- DATA LINES:
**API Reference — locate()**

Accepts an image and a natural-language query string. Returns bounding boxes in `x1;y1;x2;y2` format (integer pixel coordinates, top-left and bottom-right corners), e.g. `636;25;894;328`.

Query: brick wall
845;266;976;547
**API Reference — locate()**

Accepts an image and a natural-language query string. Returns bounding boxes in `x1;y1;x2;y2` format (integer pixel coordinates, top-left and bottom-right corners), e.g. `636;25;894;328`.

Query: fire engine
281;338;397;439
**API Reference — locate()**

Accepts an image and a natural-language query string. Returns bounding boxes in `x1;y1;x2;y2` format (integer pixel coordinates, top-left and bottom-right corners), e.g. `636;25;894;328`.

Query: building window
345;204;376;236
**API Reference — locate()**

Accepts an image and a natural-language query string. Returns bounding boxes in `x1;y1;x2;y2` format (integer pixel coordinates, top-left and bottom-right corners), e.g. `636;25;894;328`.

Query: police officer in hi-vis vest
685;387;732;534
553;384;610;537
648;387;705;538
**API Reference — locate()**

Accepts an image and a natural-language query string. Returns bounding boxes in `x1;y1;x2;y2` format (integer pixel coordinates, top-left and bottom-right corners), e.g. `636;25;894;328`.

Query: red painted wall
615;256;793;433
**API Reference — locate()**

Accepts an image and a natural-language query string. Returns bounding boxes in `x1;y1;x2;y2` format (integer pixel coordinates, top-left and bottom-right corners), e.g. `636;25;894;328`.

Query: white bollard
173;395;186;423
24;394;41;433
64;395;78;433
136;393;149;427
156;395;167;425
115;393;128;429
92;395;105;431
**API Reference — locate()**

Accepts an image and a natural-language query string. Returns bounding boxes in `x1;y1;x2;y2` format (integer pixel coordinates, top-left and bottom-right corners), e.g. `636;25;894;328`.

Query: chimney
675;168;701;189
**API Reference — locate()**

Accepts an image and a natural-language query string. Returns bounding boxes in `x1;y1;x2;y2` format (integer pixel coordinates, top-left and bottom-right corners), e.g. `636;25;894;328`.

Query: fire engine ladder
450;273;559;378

- TASK PROMPT:
Rewrite the items from the first line through the line containing "648;387;705;538", replacing "fire engine" with "fire truck" and leaving everything else unchanged.

- TASK RESULT:
**API Reference — locate()**

Accepts an image and a natural-language query string. Returns bounding boxes in `x1;y1;x2;y2` format (integer pixel coordinates, top-left and bottom-right corners), e.g. `636;25;894;328`.

Query: brick wall
845;266;976;547
**API Reference — locate()**

Accepts an image and a natural-language query string. Returns bounding boxes in `x1;y1;x2;y2` format (integer pixel coordinates, top-left and bottom-right corners), e.g. `636;25;894;328`.

Query: fire truck
281;338;397;439
**API Reference — locate()**

Accepts an image and a natural-language query string. Returns bounding boxes in `x1;y1;x2;y2` format (integer pixel coordinates, top-left and bottom-right corners), e.g. `636;25;894;328`.

Query: building window
345;204;376;236
**API Reference — locate()**

Accepts an image and a natural-language query string. Returns bounding boxes in `x1;y1;x2;y2` format (integer pixel coordinates, top-left and bottom-right corners), e.g. `636;25;894;328`.

Query: police officer in hi-vis vest
685;387;732;534
553;384;610;537
648;387;705;538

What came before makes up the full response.